PROBLEM STATEMENT: Return, word for word, the lines of the data below that start with the line containing "In this exercise you will mark each instance of the blue" and run through the final line of the data, with both end lines included.

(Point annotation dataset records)
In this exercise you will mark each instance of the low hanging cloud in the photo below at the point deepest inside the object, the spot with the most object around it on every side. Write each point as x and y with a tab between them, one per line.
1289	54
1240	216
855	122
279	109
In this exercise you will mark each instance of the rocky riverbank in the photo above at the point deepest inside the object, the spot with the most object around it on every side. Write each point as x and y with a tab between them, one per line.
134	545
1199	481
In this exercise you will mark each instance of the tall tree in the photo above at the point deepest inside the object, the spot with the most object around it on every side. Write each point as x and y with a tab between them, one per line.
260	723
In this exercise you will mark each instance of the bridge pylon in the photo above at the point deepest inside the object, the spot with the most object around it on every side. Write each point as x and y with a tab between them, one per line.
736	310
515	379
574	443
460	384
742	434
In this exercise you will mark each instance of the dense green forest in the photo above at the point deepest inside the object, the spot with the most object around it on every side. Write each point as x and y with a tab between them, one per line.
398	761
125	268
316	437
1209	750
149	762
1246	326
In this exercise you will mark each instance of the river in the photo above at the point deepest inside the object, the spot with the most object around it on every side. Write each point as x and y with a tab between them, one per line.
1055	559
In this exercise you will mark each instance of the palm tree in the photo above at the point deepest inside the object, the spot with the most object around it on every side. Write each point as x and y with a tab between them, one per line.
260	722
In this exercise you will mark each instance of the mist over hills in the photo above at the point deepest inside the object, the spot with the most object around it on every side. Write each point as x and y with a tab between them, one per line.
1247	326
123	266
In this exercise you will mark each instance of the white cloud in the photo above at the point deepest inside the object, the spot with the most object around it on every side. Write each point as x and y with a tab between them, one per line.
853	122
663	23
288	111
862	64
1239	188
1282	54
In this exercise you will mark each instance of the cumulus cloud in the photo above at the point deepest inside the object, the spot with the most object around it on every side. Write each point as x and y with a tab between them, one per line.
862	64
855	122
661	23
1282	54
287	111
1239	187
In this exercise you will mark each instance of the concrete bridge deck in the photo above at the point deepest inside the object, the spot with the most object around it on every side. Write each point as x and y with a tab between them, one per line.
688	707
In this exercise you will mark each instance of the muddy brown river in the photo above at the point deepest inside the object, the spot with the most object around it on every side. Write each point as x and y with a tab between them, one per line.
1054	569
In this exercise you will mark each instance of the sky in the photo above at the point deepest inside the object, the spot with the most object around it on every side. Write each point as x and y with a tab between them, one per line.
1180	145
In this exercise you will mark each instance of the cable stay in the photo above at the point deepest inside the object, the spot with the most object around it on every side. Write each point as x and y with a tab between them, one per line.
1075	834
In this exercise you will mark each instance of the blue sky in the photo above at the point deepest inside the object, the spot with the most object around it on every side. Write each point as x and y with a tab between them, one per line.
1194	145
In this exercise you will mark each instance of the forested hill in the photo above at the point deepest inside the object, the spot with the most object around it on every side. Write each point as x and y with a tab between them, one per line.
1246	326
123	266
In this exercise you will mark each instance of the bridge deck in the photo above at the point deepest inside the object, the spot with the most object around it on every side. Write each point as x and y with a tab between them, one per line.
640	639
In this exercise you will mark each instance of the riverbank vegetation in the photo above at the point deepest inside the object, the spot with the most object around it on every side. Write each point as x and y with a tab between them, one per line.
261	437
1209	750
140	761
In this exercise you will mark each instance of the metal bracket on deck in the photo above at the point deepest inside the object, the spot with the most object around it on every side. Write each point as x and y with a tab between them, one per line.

TASK RESPONSE:
In this exercise you will mark each instance of the blue sky in the photo above at the point deepest inside the object, the spot with the most object around it on every side. Write each point as x and y with a tab between them, one per line.
1194	145
In this exercise you will mark each instance of the forested hill in the photo above at the point deepest inside the object, the spot with the most object around it on every side. Write each point as x and y with a tab between them, one per line.
1246	326
123	266
In this exercise you will mark each instance of the bridge deck in the photo above at the point deepest inside the object, the spot with the most object around it on every side. Write each point as x and y with a tab between them, one per line.
640	639
In this exercise you will mark each instance of the riverbank vegetation in the photo above at the point deepest inside the object, the spot with the most object around it on every side. Write each point as x and y with a tab between them, one per line.
261	437
1209	750
140	761
In this exercise you will mark each instance of the metal bracket on deck in the photo above at the point deepest inside the object, the spot with the most object around it on every side. Write each point as x and y with a tab between them, one per line.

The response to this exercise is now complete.